### Provided data

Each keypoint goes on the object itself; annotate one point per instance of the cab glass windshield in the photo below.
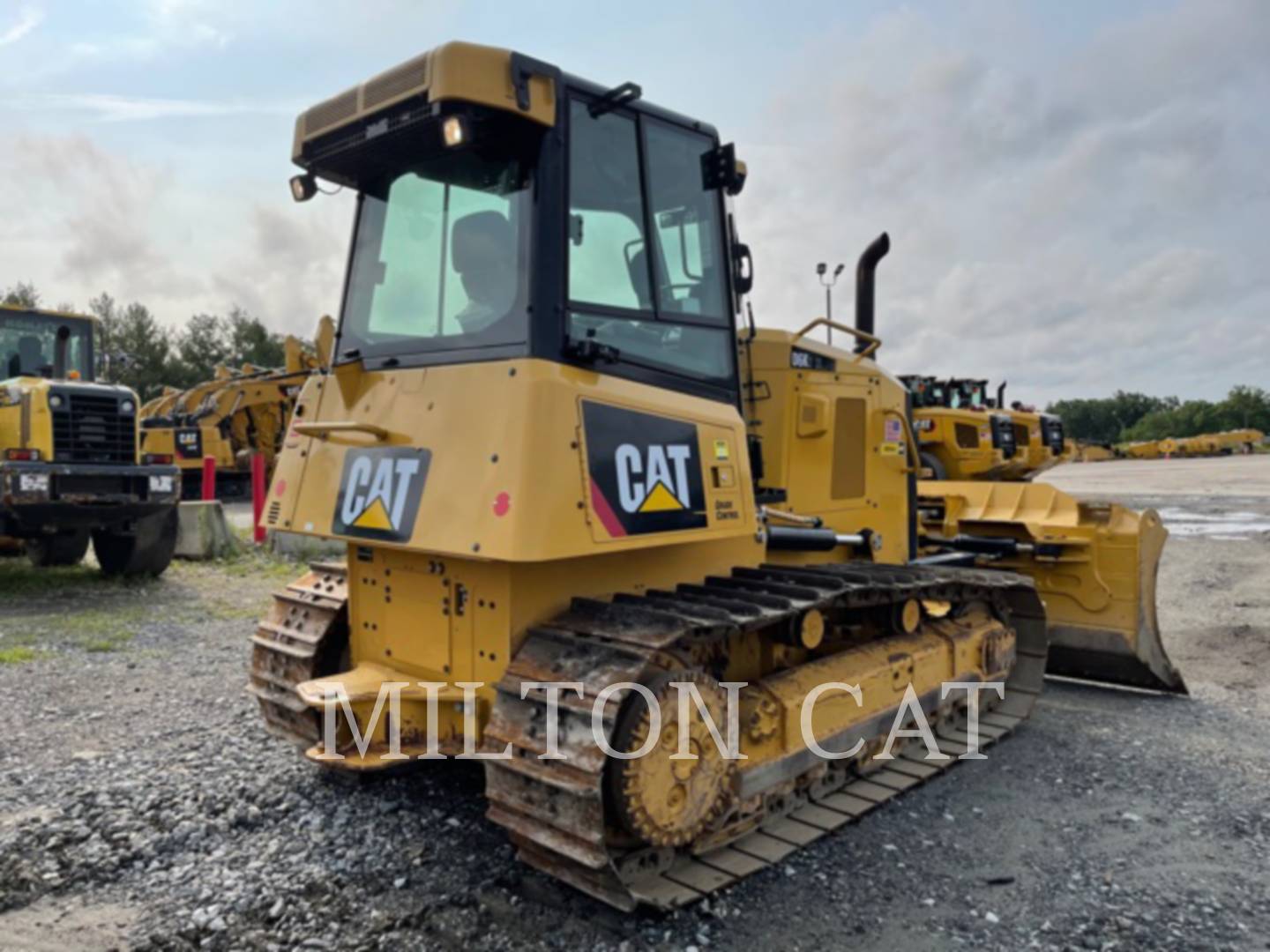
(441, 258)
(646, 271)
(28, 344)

######
### Provided data

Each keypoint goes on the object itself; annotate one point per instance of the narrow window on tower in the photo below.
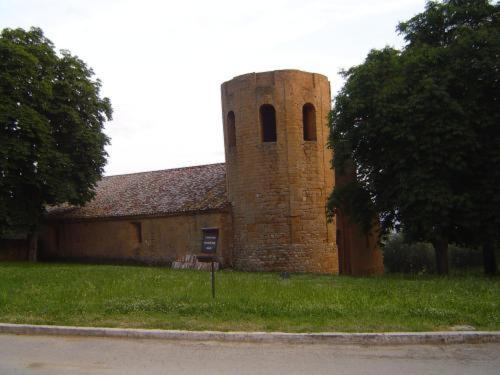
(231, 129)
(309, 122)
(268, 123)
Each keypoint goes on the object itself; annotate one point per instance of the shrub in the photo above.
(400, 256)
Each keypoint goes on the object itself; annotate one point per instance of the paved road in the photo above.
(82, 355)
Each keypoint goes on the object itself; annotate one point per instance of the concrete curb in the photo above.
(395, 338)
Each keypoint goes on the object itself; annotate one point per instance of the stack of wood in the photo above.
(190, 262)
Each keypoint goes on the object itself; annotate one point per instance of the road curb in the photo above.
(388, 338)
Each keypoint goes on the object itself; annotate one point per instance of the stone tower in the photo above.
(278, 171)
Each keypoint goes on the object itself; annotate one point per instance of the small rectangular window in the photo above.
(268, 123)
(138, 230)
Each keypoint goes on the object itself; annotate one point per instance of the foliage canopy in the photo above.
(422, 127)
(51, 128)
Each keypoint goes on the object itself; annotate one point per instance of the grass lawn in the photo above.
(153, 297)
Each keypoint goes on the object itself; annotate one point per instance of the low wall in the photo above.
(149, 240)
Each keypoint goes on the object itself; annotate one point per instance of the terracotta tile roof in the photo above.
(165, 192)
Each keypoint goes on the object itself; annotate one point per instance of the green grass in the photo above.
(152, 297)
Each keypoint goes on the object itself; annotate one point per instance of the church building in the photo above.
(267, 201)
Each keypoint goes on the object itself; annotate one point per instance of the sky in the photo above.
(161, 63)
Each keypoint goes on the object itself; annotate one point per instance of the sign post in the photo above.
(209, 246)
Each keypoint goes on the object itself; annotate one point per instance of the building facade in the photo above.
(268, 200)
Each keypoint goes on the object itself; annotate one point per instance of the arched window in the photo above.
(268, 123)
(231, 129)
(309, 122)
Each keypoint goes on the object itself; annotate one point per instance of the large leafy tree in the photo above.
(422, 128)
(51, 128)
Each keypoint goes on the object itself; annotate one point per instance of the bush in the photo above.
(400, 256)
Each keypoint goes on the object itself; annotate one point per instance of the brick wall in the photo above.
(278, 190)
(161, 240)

######

→ What you should do:
How many lines in the listing above contain the string "tower", with case counting? Reply with the number alone.

→ The answer:
2